### エントリ一覧
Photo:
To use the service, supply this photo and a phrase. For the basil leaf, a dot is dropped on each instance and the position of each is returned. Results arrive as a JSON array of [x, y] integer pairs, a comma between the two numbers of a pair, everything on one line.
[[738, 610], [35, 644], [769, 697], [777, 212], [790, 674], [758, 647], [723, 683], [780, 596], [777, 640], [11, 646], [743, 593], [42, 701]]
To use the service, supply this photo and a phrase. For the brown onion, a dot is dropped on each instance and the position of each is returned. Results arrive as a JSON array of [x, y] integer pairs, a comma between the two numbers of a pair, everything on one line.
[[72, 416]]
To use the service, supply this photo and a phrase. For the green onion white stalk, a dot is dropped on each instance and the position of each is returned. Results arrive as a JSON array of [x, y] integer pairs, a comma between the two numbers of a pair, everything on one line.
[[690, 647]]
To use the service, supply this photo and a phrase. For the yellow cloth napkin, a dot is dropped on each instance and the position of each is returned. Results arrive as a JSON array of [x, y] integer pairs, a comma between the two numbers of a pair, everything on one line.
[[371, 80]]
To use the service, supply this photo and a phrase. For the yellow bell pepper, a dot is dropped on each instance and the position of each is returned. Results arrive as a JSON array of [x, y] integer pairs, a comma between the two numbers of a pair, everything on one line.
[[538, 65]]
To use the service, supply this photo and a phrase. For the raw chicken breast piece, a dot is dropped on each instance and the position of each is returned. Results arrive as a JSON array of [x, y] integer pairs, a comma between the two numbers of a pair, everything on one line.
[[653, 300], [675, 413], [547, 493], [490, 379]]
--
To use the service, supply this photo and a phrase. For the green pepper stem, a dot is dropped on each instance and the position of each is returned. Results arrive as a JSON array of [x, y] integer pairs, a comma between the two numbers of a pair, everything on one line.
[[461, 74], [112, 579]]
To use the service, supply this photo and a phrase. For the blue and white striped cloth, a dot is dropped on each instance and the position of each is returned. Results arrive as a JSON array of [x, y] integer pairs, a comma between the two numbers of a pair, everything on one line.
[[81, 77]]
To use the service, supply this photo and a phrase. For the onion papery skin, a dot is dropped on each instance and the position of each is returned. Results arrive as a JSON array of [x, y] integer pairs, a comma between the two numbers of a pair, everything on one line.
==
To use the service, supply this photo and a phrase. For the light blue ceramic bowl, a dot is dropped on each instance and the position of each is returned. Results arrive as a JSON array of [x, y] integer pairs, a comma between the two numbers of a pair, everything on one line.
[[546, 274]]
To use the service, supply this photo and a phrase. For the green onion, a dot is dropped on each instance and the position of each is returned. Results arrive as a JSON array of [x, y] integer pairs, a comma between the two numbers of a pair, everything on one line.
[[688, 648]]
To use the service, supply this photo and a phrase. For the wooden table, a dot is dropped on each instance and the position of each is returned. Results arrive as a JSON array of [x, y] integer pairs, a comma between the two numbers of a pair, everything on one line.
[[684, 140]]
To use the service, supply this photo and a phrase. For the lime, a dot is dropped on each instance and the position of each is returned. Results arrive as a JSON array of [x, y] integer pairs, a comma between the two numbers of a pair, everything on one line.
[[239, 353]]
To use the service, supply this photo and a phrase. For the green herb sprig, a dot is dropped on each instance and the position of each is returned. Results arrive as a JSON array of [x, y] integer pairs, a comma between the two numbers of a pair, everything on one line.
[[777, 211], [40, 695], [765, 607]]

### 目的
「For the raw」を含む行から始まり「[[653, 300], [675, 413], [547, 493], [490, 379]]」を含む行で終わる範囲を、1行を1つの文字列とするJSONリストに書き換えてください。空行は含めません。

### 完了した作業
[
  "To use the service, supply this photo and a phrase. For the raw chicken breast piece, a dot is dropped on each instance and the position of each is returned. Results arrive as a JSON array of [x, y] integer pairs, a comma between the two numbers of a pair, everything on one line.",
  "[[653, 300], [675, 413], [547, 493], [490, 379]]"
]